**Aim of the task:**
Could you recast every line of the entries below as a JSON list of strings, one string per line, with blank lines skipped and the pictures left out?

----- Entries provided

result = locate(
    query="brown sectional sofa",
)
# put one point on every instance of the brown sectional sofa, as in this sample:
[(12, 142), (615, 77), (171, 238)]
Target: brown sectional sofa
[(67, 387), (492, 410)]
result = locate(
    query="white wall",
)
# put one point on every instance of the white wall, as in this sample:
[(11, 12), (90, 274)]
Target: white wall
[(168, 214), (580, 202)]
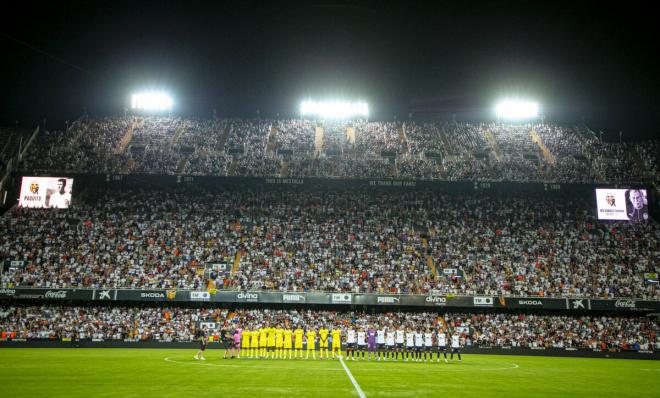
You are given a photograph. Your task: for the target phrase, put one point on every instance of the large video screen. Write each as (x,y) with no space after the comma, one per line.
(622,204)
(46,192)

----------

**Exercise output:**
[
  "result = locate(",
  "    query=\"brown sectional sofa\",",
  ")",
  "# put one point on every instance of the brown sectional sofa, as in this sample:",
  "[(12, 142), (615, 77), (171, 238)]",
  "Target: brown sectional sofa",
  "[(67, 387), (492, 410)]",
  "result = locate(",
  "    query=\"white wall\",",
  ")",
  "# put one point on every instance of the white wall, as in this sample:",
  "[(11, 12), (90, 274)]",
  "Target: white wall",
  "[(168, 214), (580, 202)]",
  "You are given a photograph. Your task: for the target phrase, put one point on every instance of the large video screen. Write each as (x,y) with no space after the comma, one per line.",
  "(622,204)",
  "(46,192)"
]